Work task: Each line of the listing below should come back exactly as it is.

Data section:
Content starts

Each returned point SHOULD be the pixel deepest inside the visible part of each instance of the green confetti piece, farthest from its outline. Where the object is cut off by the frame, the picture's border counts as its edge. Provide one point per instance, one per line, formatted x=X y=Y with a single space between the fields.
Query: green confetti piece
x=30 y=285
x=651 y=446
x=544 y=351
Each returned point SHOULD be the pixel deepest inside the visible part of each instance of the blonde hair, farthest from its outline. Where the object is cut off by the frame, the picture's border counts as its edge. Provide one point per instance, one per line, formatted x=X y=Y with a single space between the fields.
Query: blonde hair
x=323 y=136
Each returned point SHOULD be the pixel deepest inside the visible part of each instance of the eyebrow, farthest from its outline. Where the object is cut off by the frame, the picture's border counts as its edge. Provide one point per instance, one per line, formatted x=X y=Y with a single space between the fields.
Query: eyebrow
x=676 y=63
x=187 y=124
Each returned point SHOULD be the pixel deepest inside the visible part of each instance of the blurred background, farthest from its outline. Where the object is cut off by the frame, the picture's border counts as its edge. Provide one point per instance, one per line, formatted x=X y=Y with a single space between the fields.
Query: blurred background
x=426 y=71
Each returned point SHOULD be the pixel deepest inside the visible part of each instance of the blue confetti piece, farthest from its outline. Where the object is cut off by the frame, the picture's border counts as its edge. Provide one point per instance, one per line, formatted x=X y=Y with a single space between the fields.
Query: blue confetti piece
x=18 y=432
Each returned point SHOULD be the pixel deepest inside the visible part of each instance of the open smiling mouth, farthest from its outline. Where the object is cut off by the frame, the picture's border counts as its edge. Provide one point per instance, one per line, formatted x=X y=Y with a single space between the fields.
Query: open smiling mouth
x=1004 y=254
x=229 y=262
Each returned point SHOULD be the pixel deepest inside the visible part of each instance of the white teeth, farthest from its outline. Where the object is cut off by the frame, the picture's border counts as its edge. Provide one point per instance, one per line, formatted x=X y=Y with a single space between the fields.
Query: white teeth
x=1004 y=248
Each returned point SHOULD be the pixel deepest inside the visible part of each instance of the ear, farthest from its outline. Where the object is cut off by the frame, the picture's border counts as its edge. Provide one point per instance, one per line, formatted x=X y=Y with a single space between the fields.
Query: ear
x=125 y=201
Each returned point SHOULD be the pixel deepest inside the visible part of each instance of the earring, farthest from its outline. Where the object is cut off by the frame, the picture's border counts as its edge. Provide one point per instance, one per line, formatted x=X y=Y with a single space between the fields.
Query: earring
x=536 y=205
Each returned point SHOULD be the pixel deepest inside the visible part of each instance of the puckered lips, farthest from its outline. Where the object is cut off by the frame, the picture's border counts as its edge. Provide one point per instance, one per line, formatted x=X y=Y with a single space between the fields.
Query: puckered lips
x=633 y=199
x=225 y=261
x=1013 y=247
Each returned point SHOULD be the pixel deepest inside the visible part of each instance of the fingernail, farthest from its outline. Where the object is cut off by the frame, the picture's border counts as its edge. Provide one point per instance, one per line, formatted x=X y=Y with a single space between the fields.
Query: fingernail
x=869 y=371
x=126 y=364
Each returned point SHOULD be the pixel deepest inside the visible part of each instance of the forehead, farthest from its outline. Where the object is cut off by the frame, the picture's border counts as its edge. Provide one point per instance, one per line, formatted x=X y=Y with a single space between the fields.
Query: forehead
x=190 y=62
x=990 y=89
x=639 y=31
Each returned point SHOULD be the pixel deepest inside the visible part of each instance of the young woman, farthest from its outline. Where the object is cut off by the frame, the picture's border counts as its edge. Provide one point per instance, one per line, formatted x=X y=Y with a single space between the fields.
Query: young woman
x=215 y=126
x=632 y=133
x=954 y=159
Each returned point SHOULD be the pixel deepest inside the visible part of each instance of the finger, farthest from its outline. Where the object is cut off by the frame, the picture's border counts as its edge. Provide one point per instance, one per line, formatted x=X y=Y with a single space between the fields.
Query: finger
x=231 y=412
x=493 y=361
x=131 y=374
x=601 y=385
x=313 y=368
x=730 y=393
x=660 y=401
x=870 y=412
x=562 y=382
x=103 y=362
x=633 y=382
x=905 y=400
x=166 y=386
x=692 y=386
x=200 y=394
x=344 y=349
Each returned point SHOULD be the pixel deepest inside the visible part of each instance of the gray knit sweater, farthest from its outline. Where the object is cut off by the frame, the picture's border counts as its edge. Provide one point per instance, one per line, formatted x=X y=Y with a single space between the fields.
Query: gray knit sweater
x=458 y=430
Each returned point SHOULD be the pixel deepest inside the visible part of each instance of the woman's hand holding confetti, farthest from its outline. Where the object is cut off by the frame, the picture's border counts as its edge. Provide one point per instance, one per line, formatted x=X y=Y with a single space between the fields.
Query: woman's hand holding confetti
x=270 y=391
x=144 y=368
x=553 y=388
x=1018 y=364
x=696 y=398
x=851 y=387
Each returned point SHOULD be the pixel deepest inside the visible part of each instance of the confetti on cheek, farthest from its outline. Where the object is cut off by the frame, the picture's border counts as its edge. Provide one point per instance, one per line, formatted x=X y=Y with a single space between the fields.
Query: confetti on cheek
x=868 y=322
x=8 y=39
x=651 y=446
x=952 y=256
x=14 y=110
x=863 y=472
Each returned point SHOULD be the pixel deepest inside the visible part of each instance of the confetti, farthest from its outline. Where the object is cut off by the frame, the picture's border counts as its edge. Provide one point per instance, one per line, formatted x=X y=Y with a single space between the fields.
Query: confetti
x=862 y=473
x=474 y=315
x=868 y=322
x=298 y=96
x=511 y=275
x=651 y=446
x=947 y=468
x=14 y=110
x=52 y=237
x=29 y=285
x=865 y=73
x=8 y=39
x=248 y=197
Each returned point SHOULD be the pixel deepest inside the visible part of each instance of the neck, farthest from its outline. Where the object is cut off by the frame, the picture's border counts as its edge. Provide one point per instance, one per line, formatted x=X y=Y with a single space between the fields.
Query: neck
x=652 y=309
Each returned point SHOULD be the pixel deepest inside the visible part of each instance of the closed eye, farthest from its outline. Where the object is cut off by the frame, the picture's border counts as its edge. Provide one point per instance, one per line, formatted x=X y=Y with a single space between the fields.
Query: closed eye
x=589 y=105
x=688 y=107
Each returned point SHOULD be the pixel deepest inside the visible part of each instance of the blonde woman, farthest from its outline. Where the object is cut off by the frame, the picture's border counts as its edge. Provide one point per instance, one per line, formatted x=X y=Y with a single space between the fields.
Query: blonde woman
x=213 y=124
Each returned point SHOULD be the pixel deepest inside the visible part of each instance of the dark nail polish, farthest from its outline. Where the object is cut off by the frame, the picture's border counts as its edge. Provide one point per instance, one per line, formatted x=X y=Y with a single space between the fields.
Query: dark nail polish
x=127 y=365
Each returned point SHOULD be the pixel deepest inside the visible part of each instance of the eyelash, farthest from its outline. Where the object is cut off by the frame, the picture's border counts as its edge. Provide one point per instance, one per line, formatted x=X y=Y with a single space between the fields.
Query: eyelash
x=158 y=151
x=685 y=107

Content ends

Solution for this problem:
Each returned point SHOULD be the pixel deepest inside the visible part of each instance of the green confetti piece, farthest from its outline. Where the object is cut off by the frame, the picture's border counts as its edge. Provide one point per instance, one per line, formatted x=X y=Y with a single space between the fields.
Query: green confetti piece
x=30 y=285
x=651 y=446
x=544 y=351
Each returned point SHOULD be the pixel deepest inside the visible part of each instance of the blonde hair, farthest from its outline. Where the object is cut off by the frame, the picture's border counts as its edge. Provide one point per instance, one per line, formatted x=X y=Y with a single space between the fields.
Query: blonde hair
x=323 y=136
Each returned point SHOULD be the pixel deepest inside the visible part of each instance of the eyebrow, farthest from its outline. Where the object is cut off by the frame, the picture's border counts as its edge. Provide one point per instance, one per line, formatted x=X y=Y with a single space between the fields.
Query: eyebrow
x=676 y=63
x=187 y=124
Each returned point SHOULD be the pixel deepest inside the visible part of each instance of the blurred background, farthest from its outline. Where the object is cut off by the frame, the picture's border counts as its edge. Provide one point per instance, one per line, formatted x=X y=Y with a single space between the fields.
Query: blurred background
x=426 y=71
Each returned point SHOULD be the pixel deepest inside the visible part of each instance of the blue confetti piece, farthest from its outline. Where the object is cut off by the frame, the picture's border counts as its edge. Provide one point per instance, one per line, formatted x=X y=Y with a single space between the fields.
Query: blue confetti piece
x=18 y=432
Each returned point SHOULD be the pixel deepest inside the visible part of each instance of the open smiling mouth, farthest from its outline. Where the object is cut off by the frame, the picture's border counts as its edge. Provide one point per instance, one per line, formatted x=X y=Y with a single space between the fields.
Query: open smiling mouth
x=1004 y=254
x=229 y=262
Each returned point SHOULD be the pixel deepest inside the visible part of each instance of the white teeth, farthest from its outline. Where the object is cut off by the frame, the picture's border counts as its edge. Provide one point per instance, one per line, formatted x=X y=Y with a single space between the fields.
Query: white teeth
x=1004 y=248
Each returned point SHOULD be the pixel deepest inside the visible part of each instance of the ear, farthest from its outline. Where the object is cut off by the frame, the picture's border counts as its edge. Provide one point per instance, one per line, formatted x=X y=Y with a single space between the fields.
Query: ear
x=125 y=201
Each returned point SHOULD be the pixel deepest inside the visible part of each instance of the earring, farthest from its outline. Where the object is cut off by the frame, the picture's border counts as its edge. Provide one point per instance, one per line, formatted x=X y=Y with a single space between the fields.
Query: earring
x=536 y=205
Each returned point SHOULD be the pixel deepest inside the visible part of each instance of the puckered lips, farthest from its outline. Where the object is cut off by the frame, the picture's border counts as its edge. Provide one point per instance, one per line, formatted x=X y=Y with a single space between the fields.
Query: puckered lips
x=633 y=199
x=225 y=261
x=1013 y=247
Each returned point SHOULD be the pixel deepest inside the visible part of each instance of the fingernail, farthest from its outline. Where the object is cut off by the frame, the picture's border counts as its edge. Provide one point per instance, one per line, formatted x=X y=Y with a single space between the fields.
Query: fingernail
x=869 y=371
x=126 y=364
Each returned point SHOULD be the pixel deepest inside the visible part of each instance of the forehead, farthest from its outline. Where the object is cut off by the frame, the picture's border counts as its edge. Provide one point per instance, one per line, formatted x=X y=Y with a single space between the fields.
Query: forehead
x=190 y=62
x=990 y=89
x=639 y=31
Each returned point SHOULD be the pixel deepest inside the visible part of each instance of the young woman, farthest from its outline. Where the object is cut off by the frame, the picture's border counts as its edge. Provide one point per instance, one per line, formatted x=X y=Y with a single space between the fields.
Query: young woman
x=215 y=126
x=632 y=133
x=954 y=159
Each returned point SHOULD be the pixel deepest inside the visible part of each instance of the finger, farthest from its outline. Where the object is cut off by the frame, the picture's border counts as its edge. Provide one point per instance, one per line, formatted x=X y=Y with a single space between the fields.
Query: finger
x=231 y=412
x=493 y=361
x=131 y=374
x=601 y=385
x=313 y=368
x=730 y=393
x=660 y=401
x=870 y=412
x=562 y=382
x=103 y=362
x=633 y=382
x=905 y=400
x=166 y=386
x=692 y=386
x=200 y=394
x=344 y=349
Each returned point SHOULD be the pixel deepest inside the visible part of each instance of the gray knit sweater, farthest from its outline. Where the object is cut off by the frame, the picture's border counts as its edge. Provide one point per instance, one per line, formatted x=X y=Y with a single space between the fields.
Query: gray knit sweater
x=458 y=430
Each returned point SHOULD be the pixel deepest inside the visible part of each instance of the woman's hand holding confetti, farthest from its outline. Where the object is cut off by the frame, the picture's border counts as its edge. Provide one point per instance, one per line, formatted x=X y=Y with a single space between the fields.
Query: woman's hand holding confetti
x=270 y=391
x=144 y=368
x=553 y=388
x=1018 y=364
x=696 y=398
x=851 y=387
Each returned point SHOULD be the pixel deepest inside the visible part of each instance of the confetti on cheek, farthest from its outline. Where the object is cut off by the frame, the picture's border counts as its edge. Provide one point per instance, one per line, formatted x=X y=Y with a single space between the fields.
Query: confetti on cheek
x=868 y=322
x=8 y=39
x=651 y=446
x=952 y=256
x=14 y=110
x=863 y=472
Each returned point SHOULD be the pixel deepest inside the visible part of each instance of the confetti, farthest from its outline. Where the object is cut off by the frame, the picture's border counts as its edge. Provide one point per instance, one per line, formatted x=X y=Y with a single space between the fields.
Query: confetti
x=862 y=473
x=474 y=315
x=868 y=322
x=298 y=96
x=511 y=275
x=651 y=446
x=947 y=468
x=14 y=110
x=52 y=237
x=29 y=285
x=865 y=73
x=8 y=39
x=248 y=197
Each returned point SHOULD be the pixel deepest inside the visible part of each instance of the neck, farthest from its outline. Where the object is cut off by the frame, the picture's border counts as its edge. Provide one point per instance, one per line, formatted x=X y=Y with a single space between the fields.
Query: neck
x=652 y=309
Each returned point SHOULD be the pixel deepest inside the visible part of each instance of the closed eye, farthest from its outline. Where the object is cut off by the frame, the picture's border counts as its edge. Provide one point per instance, one per line, formatted x=X y=Y with a single space between the fields.
Query: closed eye
x=589 y=105
x=688 y=107
Each returned point SHOULD be the pixel deepest inside the visible part of each instance of the blonde woman, farthest from its outline. Where the object is cut off by the frame, the picture's border counts as its edge. Provide one point per instance, one per line, formatted x=X y=Y with a single space between the fields.
Query: blonde woman
x=213 y=124
Each returned point SHOULD be the pixel deepest inside the visible part of each instance of the dark nail polish, farthest from its outline. Where the object is cut off by the frame, the picture's border counts as its edge. Provide one point per instance, one per line, formatted x=X y=Y with a single space between the fields.
Query: dark nail polish
x=127 y=365
Each returned point SHOULD be the pixel deepest inside the visible part of each instance of the eyelash, farthest from its outline. Where the object is cut off by the frame, the picture's border counts as its edge. Provide one point per instance, one per line, formatted x=X y=Y with a single space between the fields.
Query: eyelash
x=158 y=151
x=685 y=107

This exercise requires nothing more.